Start of Block

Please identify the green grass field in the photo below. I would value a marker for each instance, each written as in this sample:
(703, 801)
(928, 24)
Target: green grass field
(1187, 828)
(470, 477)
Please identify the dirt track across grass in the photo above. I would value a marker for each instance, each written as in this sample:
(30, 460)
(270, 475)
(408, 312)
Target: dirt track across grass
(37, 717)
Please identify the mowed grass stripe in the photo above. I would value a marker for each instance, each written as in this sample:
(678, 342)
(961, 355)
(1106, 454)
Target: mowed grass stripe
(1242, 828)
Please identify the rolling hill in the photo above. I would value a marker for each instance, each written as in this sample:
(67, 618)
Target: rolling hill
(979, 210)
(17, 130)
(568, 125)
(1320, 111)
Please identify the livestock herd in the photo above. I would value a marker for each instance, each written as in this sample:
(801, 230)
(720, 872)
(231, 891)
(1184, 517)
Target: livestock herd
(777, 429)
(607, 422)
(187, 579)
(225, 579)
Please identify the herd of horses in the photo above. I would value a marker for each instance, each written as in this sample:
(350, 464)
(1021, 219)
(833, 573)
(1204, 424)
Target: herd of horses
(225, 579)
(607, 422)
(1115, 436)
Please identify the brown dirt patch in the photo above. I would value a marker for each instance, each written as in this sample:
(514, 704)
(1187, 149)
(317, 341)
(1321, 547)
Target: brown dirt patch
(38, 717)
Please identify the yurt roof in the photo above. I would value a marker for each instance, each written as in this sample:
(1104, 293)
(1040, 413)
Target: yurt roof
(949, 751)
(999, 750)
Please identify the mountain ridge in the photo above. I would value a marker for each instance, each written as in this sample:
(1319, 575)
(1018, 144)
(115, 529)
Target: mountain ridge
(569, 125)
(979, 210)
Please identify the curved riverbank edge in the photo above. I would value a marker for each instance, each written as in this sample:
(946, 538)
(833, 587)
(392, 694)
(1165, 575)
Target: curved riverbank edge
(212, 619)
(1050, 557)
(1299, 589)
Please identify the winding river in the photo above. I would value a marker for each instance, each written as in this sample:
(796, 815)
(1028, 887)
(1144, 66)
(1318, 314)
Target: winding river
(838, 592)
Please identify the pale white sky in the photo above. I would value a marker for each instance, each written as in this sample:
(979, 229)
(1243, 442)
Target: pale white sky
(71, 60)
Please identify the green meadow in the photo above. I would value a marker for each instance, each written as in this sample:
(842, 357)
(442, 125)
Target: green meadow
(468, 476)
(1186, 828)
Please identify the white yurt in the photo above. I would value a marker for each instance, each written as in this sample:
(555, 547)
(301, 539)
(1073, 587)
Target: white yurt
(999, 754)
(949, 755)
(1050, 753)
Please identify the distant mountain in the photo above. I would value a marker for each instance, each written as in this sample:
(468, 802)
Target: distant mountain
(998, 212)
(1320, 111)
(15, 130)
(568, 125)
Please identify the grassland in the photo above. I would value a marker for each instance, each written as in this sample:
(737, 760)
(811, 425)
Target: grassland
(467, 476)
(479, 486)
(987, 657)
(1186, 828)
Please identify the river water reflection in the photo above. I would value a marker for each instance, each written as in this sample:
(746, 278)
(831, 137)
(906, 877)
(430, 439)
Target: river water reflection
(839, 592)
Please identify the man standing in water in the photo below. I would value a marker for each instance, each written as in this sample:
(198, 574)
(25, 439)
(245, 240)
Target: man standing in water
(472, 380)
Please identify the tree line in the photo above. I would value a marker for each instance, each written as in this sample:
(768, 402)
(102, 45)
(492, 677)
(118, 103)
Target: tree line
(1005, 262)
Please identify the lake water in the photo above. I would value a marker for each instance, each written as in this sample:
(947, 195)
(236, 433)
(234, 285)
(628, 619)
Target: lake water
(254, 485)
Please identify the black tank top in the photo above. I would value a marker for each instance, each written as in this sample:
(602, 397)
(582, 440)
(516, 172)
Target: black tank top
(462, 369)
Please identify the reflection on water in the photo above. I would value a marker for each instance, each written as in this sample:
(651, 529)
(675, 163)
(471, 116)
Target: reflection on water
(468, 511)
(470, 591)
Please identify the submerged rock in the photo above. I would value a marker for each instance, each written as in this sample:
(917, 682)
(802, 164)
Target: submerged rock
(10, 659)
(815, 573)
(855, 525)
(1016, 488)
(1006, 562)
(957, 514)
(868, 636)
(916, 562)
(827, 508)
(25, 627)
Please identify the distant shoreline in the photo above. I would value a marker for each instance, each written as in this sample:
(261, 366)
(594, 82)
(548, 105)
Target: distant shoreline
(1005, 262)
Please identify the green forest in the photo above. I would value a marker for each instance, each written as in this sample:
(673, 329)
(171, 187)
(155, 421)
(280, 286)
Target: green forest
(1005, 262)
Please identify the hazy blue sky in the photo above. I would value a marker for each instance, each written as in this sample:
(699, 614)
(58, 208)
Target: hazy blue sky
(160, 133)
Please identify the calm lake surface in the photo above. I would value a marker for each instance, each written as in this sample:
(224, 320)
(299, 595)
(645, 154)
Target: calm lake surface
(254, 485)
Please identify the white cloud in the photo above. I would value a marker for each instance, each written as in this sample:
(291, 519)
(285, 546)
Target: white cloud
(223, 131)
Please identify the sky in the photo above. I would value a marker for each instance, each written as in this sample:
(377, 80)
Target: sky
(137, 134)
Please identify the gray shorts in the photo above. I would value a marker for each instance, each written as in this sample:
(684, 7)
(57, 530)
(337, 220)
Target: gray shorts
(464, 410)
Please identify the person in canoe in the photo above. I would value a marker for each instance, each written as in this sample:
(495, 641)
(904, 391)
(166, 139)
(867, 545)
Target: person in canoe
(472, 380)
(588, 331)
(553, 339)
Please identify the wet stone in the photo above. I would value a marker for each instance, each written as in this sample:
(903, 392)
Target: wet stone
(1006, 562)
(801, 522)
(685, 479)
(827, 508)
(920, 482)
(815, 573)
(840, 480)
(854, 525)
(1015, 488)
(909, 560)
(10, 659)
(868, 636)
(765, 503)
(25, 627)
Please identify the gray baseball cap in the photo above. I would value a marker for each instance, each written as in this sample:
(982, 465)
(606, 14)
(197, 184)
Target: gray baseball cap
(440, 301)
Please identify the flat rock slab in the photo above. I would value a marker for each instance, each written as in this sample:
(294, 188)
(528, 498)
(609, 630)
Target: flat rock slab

End of Block

● **What is required**: Please report how many lines of the entries above contain the string "slab". Reply with only the number.

● **Response for this exercise**: 2